*The records*
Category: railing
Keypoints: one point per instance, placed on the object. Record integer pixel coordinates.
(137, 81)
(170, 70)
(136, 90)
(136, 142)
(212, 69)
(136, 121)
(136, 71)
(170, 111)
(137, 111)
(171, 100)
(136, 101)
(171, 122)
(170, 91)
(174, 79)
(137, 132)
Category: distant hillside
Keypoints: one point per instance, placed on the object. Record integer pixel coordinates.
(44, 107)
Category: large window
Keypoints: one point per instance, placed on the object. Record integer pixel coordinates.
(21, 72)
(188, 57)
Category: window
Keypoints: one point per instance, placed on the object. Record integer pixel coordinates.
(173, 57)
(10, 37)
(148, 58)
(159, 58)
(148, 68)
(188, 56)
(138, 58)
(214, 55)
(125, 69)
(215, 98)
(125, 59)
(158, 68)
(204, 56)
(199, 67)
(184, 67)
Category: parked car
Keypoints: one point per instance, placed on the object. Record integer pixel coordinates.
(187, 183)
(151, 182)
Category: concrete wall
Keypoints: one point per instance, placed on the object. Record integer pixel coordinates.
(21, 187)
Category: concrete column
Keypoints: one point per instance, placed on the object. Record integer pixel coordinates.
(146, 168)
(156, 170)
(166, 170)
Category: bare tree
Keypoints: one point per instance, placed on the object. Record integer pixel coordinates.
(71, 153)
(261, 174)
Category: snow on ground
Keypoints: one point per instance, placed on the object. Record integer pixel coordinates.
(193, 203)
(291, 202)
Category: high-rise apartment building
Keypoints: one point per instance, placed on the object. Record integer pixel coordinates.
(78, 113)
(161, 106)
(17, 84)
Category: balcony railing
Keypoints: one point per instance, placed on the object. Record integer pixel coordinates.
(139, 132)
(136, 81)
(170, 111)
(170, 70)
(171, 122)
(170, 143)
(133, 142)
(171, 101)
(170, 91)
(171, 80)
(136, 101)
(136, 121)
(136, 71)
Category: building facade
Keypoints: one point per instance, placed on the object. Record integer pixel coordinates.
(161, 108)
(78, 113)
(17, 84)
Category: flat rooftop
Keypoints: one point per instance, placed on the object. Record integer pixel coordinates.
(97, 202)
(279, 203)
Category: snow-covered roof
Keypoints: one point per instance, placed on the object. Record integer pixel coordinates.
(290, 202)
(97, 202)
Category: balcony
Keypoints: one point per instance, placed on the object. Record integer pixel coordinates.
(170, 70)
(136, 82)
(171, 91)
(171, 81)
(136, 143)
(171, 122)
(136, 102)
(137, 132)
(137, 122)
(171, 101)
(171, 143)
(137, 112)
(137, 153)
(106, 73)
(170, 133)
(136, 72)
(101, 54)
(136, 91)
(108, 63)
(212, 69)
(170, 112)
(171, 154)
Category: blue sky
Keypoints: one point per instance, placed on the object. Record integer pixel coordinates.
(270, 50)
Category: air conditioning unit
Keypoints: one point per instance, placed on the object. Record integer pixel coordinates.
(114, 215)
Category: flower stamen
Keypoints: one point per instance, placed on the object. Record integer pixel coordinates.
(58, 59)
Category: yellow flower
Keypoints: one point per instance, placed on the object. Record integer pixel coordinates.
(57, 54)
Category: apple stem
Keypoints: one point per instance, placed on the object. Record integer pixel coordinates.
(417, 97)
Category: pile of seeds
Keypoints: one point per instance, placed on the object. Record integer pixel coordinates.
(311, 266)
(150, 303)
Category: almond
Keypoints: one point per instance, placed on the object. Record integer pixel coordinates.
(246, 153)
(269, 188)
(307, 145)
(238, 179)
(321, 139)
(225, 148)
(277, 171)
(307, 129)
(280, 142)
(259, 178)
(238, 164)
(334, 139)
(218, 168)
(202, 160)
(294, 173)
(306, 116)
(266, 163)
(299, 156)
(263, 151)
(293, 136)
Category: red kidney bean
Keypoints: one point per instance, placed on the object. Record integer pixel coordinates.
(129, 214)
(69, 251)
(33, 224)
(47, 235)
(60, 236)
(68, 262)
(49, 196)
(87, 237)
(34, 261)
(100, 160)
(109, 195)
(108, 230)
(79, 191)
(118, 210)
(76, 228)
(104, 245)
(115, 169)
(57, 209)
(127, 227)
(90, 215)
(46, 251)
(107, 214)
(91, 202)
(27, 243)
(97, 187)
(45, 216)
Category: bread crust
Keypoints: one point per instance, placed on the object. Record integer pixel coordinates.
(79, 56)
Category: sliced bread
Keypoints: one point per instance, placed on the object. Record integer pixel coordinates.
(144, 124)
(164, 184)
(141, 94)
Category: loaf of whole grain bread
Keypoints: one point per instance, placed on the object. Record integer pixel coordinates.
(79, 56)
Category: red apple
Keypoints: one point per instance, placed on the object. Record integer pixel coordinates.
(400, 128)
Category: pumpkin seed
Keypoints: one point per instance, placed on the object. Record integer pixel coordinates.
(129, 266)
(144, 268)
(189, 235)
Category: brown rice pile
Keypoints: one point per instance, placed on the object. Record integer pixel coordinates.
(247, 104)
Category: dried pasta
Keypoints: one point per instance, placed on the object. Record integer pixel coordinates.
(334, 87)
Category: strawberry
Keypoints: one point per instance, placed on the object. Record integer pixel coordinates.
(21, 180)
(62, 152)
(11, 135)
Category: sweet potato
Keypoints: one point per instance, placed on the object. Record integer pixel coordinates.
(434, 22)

*Task instructions*
Take the line holding "Category: red apple" and all lines after it through the end of the data, and set them down exactly.

*Solution to this task*
Category: red apple
Keypoints: one point per instance, placed on the object. Record integer pixel coordinates.
(400, 128)
Category: pumpkin seed
Keypoints: one point per instance, placed on the object. Record integer pixel coordinates.
(129, 266)
(144, 268)
(189, 235)
Category: brown rice pile
Keypoints: one point per instance, placed on the object. Record integer pixel coordinates.
(247, 104)
Category: dried pasta
Keypoints: one point per instance, placed on the object. Record integer pixel coordinates.
(334, 87)
Category: strawberry
Keypoints: one point per instance, placed on the object. Record integer pixel coordinates.
(21, 180)
(62, 152)
(11, 135)
Category: sweet potato
Keypoints: one point per instance, placed on the object. Record integer pixel coordinates.
(434, 22)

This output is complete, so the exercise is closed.